> _Teks kutipan_
++++++++++++++++++++
Lukas Enembe: Saya difitnah, dizalimi
Jakarta (ANTARA) - Gubernur Papua nonaktif Lukas Enembe mengatakan merasa difitnah, dizalimi, dan dimiskinkan oleh KPK dalam perkara dugaan penerimaan suap dan gratifikasi yang menjeratnya.
"Untuk rakyatku Papua di mana saja berada. Saya, gubernur yang Anda pilih untuk 2 periode, saya kepala adat, saya difitnah, saya dizalimi, dan saya dimiskinkan. Saya, Lukas Enembe tidak pernah merampok uang negara, tidak pernah menerima suap, tetapi tetap saja KPK menggiring opini publik, seolah-olah saya penjahat besar," kata Penasihat Hukum Lukas, Petrus Bala Pattyona saat membacakan nota keberatan (eksepsi) di Pengadilan Tindak Pidana Korupsi (Tipikor) Jakarta, Senin.
Sidang pembacaan dakwaan tersebut dihadiri langsung oleh Lukas Enembe yang didampingi salah seorang penasihat hukumnya Petrus Bala Pattyona di kursi terdakwa karena Lukas tidak dapat berbicara dengan lancar akibat sakit stroke yang dideritanya.
"Saya dituduh penjudi, sekalipun bila memang benar, hal itu merupakan tindak pidana umum, bukan KPK yang mempunyai kuasa untuk melakukan penyelidikan dan penyidikan kasus judi," tambah Petrus.
Petrus menyebut Lukas mengalami stroke sampai 4 kali, ia juga menderita diabetes.
"Sebelum ditahan, diabetes saya berada di stadium empat dan setelah ditahan menjadi stadium lima, saya juga menderita penyakit hepatitis B, darah tinggi, jantung, dan banyak komplikasi penyakit dalam lainnya dan pemeriksaan terakhir dokter RSPAD menyatakan fungsi ginjal saya tinggal 8 persen," ungkap Petrus.
++++++++++++++++++++
> _Daftar rekaman_
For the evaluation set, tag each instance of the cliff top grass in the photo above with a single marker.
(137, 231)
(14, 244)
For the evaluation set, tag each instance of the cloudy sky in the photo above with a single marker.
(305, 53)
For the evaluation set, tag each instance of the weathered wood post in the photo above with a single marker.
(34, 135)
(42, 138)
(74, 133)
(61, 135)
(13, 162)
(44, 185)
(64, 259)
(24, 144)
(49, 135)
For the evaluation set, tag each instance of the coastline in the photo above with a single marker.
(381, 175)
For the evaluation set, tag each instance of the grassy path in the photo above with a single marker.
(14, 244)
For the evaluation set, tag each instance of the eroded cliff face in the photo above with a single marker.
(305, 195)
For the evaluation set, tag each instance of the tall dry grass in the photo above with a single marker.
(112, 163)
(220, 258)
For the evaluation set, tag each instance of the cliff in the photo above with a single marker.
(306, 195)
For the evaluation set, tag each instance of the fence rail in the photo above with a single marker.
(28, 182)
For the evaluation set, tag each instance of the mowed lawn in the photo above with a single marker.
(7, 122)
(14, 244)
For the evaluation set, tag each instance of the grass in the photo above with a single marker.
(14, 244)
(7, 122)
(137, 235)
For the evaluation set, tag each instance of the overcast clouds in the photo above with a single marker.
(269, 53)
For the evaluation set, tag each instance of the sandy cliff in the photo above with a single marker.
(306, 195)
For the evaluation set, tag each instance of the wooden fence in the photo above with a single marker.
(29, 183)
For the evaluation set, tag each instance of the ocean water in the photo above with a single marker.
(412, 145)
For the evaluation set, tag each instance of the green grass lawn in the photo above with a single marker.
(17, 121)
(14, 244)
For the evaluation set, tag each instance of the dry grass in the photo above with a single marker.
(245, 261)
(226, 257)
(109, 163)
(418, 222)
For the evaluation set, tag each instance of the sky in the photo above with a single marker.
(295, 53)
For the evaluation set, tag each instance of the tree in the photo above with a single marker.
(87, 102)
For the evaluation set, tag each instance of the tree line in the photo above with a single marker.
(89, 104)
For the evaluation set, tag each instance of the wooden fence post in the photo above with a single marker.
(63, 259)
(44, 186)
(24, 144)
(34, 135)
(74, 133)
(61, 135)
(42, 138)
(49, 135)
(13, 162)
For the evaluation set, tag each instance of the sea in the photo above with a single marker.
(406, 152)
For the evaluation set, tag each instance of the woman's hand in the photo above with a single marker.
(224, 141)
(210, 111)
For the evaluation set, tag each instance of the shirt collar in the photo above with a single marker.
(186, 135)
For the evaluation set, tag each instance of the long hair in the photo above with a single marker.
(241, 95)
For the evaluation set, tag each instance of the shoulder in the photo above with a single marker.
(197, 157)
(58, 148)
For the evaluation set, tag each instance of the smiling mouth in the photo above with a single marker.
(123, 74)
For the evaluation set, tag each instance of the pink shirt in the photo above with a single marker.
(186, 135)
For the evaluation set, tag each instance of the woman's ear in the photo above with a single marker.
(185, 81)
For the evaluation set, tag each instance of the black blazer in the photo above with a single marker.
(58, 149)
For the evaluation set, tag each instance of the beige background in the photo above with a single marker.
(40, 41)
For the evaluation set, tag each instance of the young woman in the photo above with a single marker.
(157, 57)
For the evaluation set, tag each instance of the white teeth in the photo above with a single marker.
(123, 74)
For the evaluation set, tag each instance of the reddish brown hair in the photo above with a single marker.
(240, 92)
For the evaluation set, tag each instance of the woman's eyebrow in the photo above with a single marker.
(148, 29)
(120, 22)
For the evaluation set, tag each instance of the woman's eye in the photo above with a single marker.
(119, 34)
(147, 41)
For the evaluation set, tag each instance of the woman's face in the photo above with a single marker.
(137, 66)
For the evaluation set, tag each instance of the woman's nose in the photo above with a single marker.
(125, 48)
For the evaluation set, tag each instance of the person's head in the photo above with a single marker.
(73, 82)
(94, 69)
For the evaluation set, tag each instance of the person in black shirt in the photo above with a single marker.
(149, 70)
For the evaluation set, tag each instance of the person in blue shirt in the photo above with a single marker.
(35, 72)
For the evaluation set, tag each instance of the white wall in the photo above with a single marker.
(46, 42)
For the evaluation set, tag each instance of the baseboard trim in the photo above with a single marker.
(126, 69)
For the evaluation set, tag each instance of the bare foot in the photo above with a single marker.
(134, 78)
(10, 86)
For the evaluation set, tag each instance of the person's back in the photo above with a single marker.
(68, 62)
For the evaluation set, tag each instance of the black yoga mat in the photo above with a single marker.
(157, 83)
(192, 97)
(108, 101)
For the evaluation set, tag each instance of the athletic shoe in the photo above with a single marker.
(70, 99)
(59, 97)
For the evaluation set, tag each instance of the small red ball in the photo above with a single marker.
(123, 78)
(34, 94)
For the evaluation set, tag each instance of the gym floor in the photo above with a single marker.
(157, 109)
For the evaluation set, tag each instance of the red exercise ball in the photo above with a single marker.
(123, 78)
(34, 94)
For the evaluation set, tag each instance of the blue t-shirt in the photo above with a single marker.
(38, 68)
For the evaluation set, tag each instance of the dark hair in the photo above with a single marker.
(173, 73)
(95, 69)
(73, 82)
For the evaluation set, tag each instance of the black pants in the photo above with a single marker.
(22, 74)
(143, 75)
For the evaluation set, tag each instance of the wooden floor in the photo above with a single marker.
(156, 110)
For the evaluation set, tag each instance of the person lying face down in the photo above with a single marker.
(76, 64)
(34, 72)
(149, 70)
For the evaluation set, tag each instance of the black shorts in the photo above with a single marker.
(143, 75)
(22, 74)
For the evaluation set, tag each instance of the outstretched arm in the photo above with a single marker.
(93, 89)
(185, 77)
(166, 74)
++++++++++++++++++++
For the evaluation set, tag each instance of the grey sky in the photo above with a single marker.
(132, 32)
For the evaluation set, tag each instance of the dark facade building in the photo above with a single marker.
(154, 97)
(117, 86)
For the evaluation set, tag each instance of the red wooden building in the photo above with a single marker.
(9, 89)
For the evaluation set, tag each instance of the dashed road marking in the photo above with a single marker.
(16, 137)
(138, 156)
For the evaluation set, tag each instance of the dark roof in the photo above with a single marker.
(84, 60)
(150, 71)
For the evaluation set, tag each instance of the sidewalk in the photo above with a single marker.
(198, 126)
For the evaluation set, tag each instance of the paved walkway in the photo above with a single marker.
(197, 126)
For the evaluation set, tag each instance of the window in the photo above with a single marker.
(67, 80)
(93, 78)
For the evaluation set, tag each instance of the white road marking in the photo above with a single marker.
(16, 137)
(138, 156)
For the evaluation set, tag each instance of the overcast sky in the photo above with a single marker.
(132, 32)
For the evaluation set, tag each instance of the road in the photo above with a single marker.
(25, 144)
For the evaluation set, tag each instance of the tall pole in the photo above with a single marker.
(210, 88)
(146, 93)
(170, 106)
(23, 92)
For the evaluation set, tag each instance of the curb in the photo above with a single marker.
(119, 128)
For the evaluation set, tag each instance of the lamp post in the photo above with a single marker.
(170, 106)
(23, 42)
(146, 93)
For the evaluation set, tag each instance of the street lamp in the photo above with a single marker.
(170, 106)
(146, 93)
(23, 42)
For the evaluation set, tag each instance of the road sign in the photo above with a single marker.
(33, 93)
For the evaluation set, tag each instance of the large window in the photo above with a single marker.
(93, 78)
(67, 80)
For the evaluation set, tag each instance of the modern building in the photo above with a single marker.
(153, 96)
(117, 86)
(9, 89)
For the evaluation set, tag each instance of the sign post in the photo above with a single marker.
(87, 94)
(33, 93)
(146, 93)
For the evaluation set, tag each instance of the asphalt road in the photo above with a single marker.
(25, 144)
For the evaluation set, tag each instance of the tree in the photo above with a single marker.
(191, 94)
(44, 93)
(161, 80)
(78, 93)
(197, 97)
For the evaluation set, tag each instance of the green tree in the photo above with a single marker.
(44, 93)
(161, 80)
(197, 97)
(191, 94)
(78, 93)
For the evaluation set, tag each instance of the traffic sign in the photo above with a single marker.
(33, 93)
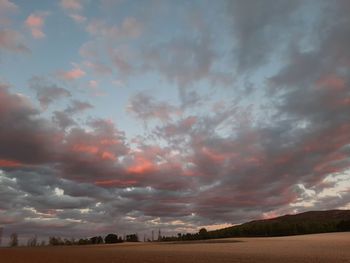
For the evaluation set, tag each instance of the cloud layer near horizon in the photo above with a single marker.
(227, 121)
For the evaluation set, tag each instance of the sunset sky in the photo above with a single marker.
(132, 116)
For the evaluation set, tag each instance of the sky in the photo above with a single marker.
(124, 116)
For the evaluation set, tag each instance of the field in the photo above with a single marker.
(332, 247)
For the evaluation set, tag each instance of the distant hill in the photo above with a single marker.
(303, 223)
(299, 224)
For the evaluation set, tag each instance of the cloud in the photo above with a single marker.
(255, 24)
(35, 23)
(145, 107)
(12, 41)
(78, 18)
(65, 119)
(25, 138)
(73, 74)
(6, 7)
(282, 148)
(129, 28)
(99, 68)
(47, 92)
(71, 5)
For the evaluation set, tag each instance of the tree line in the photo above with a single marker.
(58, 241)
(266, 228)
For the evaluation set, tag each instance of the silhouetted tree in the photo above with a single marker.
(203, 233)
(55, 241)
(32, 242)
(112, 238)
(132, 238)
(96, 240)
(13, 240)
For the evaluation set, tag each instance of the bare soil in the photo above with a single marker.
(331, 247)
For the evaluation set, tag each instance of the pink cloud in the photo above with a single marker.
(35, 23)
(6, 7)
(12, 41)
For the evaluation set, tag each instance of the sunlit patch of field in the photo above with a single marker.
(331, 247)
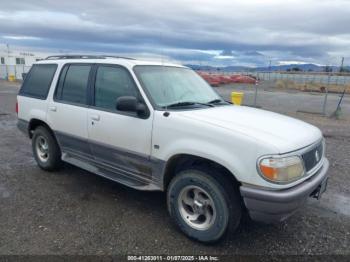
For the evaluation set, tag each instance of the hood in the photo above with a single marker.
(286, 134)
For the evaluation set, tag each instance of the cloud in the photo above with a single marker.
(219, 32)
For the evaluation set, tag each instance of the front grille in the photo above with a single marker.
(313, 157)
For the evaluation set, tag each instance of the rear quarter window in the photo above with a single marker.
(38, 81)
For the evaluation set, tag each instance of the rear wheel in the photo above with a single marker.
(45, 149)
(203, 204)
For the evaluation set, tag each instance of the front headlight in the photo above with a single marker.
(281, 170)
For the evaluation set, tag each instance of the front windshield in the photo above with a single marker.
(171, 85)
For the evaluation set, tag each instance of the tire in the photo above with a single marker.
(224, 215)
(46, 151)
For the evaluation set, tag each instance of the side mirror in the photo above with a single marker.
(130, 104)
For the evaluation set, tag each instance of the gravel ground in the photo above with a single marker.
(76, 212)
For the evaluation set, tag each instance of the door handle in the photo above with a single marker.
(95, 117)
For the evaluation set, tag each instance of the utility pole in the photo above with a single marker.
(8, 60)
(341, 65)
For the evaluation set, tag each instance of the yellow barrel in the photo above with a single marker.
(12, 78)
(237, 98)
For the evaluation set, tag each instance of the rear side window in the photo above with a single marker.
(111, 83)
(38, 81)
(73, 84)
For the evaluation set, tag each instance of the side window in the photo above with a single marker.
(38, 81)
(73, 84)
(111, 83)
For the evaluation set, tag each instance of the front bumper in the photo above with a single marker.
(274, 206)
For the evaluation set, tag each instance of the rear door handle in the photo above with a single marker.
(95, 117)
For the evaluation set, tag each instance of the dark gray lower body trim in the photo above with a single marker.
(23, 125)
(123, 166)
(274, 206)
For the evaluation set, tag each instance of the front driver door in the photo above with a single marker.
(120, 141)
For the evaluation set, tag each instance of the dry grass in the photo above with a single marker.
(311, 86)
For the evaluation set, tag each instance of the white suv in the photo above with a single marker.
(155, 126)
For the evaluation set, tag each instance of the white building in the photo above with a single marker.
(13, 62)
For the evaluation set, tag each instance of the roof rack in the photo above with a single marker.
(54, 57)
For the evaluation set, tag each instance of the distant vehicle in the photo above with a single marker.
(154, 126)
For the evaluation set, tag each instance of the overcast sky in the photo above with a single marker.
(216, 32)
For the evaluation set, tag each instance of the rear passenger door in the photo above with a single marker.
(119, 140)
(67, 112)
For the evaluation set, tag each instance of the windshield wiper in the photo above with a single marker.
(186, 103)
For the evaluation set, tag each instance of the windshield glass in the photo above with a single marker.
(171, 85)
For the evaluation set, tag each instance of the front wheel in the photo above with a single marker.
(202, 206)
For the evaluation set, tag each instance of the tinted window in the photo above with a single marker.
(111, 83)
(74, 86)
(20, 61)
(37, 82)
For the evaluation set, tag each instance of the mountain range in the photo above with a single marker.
++++++++++++++++++++
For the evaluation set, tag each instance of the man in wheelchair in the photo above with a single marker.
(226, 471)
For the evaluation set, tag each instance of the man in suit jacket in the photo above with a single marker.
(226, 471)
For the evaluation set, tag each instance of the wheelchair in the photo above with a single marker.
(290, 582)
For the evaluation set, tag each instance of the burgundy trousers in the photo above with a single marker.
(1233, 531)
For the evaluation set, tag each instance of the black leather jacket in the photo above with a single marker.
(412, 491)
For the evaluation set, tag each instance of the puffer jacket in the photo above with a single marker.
++++++++++++++++++++
> _Tugas wajib_
Lanjutkan berita tentang nota keberatan Lukas Enembe di Pengadilan Tipikor Jakarta, mulai dari kalimat sesudah kalimat terakhirnya.

> _Jawaban latihan_
Saat penyerahan berkas penyidikan tahap kedua pada 12 Mei 2023, Petrus menyebut tensi darah Lukas mencapai angka 180 sehingga dokter KPK menganjurkan pemeriksaan penyerahan tahap dua dihentikan dan benar dihentikan tanpa Lukas menandatangani dokumen.
"Seandainya saya mati, pasti yang membunuh saya adalah KPK, dan saya sebagai kepala adat, akan menyebabkan rakyat Papua menjadi marah dan kecewa berat terhadap KPK sebagai penyebab kematian saya," ungkap Lukas.
Selanjutnya Petrus menyebut sangkaan suap Rp1 miliar yang kemudian dalam dakwaan membengkak menjadi puluhan miliar rupiah menyebabkan seluruh kekayaan Lukas disita dan tabungannya.
"Belum cukup dengan sita uang saya, uang isteri dan anak saya pun disita. Padahal dalam BAP saya, telah saya tegaskan bahwa uang Rp1 miliar itu adalah uang pribadi saya, bukan uang suap atau gratifikasi. Hal yang sama di bawah sumpah saya jelaskan ketika menjadi saksi 16 Mei dalam sidang Rijatono Lakka," ungkap Petrus.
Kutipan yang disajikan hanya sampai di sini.